» **Data shown**:
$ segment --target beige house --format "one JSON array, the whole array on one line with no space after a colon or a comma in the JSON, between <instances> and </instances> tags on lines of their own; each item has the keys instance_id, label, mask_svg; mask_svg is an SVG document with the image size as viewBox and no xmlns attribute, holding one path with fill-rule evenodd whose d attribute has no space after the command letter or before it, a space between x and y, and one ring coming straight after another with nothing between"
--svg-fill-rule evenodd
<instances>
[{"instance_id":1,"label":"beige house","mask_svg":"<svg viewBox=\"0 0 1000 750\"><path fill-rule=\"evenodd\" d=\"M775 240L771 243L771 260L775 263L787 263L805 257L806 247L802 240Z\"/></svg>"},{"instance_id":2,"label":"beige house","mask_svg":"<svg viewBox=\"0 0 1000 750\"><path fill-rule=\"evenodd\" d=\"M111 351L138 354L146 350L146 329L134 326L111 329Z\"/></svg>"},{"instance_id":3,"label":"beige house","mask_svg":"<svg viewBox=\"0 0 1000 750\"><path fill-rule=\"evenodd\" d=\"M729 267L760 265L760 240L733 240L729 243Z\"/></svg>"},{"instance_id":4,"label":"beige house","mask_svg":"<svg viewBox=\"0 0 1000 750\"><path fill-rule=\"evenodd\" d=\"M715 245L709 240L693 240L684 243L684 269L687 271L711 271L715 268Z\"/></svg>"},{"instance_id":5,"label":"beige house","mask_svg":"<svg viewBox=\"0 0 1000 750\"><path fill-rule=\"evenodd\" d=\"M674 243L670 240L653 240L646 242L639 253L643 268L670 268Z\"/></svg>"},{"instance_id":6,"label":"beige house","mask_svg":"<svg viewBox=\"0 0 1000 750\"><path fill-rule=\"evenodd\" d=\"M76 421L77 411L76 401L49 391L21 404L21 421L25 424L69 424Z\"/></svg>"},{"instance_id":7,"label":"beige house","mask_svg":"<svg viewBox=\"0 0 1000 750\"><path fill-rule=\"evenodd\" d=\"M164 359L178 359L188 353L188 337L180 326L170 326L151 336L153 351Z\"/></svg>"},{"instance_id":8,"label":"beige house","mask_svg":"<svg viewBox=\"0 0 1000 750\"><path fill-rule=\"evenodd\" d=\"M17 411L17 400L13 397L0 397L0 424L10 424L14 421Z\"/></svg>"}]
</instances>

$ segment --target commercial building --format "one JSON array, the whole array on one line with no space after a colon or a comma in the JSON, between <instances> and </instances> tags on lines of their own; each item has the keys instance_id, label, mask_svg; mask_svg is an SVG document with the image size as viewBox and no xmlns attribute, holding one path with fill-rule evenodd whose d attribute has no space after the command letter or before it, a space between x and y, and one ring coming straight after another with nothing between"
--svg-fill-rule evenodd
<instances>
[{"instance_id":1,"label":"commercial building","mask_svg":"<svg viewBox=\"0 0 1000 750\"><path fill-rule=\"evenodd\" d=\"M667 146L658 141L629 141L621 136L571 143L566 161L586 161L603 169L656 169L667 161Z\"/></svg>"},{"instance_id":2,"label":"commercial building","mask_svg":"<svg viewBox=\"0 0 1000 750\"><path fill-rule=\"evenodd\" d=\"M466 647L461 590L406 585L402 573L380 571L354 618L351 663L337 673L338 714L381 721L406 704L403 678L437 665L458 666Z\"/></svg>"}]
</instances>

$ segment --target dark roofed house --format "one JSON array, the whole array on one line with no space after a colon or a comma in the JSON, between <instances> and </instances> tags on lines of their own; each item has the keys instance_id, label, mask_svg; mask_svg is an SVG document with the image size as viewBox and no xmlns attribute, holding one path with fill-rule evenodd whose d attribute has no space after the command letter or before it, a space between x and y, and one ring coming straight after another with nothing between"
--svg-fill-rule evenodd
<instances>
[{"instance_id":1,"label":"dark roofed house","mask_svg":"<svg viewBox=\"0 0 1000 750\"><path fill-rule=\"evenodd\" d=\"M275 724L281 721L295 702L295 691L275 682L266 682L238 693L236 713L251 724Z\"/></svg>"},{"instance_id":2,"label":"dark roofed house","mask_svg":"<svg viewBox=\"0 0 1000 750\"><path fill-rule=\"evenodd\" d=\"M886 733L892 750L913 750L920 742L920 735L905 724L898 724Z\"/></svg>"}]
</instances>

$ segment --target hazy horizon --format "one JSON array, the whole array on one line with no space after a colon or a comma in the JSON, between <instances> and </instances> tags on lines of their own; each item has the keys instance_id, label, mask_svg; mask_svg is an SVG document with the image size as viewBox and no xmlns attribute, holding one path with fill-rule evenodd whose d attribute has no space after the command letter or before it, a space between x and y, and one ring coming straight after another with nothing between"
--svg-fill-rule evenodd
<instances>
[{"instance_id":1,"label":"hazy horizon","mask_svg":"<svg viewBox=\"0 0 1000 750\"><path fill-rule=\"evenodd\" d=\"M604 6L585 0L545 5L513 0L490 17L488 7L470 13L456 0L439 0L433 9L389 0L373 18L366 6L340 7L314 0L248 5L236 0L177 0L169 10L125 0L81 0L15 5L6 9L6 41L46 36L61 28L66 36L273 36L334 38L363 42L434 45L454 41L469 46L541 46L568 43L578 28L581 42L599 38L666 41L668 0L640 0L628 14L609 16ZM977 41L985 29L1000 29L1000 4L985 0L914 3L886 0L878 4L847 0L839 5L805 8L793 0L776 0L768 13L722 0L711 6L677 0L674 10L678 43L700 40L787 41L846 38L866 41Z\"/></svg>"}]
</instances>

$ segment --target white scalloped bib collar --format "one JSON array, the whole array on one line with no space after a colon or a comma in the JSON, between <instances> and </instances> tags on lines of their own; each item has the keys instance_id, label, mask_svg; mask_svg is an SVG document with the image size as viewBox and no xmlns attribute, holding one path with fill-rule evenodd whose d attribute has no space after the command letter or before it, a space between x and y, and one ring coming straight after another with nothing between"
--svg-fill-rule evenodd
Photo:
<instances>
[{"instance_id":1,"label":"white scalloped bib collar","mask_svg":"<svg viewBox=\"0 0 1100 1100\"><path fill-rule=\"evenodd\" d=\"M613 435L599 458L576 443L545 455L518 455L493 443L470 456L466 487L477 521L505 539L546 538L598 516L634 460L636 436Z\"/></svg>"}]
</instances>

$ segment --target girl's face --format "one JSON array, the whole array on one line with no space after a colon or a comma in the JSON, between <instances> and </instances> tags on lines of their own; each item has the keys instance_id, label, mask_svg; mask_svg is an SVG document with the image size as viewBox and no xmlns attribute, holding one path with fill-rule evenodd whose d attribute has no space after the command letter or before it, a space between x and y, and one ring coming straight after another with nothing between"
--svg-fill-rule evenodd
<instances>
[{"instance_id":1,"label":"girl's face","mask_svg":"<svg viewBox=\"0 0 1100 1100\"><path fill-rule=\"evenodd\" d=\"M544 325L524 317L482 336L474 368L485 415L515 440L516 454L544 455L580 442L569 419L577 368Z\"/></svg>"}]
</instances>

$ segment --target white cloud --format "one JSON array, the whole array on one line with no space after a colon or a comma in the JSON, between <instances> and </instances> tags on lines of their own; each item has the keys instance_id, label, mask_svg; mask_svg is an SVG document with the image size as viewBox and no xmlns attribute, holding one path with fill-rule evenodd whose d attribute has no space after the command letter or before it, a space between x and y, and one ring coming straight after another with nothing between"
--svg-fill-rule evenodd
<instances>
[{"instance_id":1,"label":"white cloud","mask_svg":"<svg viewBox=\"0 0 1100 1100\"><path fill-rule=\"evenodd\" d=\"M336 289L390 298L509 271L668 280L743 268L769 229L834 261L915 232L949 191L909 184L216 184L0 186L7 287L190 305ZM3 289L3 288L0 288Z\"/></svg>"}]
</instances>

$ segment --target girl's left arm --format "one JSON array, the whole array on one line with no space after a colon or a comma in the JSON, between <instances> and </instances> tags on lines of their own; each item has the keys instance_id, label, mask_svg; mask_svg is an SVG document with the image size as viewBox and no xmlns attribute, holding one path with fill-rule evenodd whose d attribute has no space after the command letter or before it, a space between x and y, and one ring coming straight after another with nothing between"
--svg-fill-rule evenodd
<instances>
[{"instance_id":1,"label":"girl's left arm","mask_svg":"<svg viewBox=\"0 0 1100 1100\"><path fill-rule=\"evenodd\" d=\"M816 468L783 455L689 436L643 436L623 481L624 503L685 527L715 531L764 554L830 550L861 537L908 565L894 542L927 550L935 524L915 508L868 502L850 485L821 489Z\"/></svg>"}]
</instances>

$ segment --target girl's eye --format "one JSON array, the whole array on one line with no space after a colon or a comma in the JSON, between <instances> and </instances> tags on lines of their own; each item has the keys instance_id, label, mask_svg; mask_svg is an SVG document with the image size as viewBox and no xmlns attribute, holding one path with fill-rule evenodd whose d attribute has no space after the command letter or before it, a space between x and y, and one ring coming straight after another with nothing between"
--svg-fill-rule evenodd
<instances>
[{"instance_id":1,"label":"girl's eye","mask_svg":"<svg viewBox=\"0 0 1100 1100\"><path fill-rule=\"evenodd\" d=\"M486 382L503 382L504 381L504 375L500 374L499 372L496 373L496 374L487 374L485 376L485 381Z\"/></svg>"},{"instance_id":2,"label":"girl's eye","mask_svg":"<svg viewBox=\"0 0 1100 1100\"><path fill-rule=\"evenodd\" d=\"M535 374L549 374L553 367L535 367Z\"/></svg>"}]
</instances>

» **Work required**:
Look for the line with "--target girl's eye" in the listing above. Print it and each later line exactly, ending with the last line.

» **Exercise output**:
$ segment --target girl's eye --format "one JSON array, the whole array on one line with no space after a colon or a comma in the JSON, between <instances> and </instances> tags on lines of their own; each item has the keys instance_id, label, mask_svg; mask_svg is an SVG document with the image size as viewBox and no xmlns attribute, holding one path with fill-rule evenodd whose d attribute has no space after the command letter or before it, a space between x and y, and one ring coming straight after another with nothing between"
--svg-fill-rule evenodd
<instances>
[{"instance_id":1,"label":"girl's eye","mask_svg":"<svg viewBox=\"0 0 1100 1100\"><path fill-rule=\"evenodd\" d=\"M486 382L503 382L504 381L504 375L500 374L499 372L496 373L496 374L487 374L485 376L485 381Z\"/></svg>"},{"instance_id":2,"label":"girl's eye","mask_svg":"<svg viewBox=\"0 0 1100 1100\"><path fill-rule=\"evenodd\" d=\"M535 374L549 374L553 367L535 367Z\"/></svg>"}]
</instances>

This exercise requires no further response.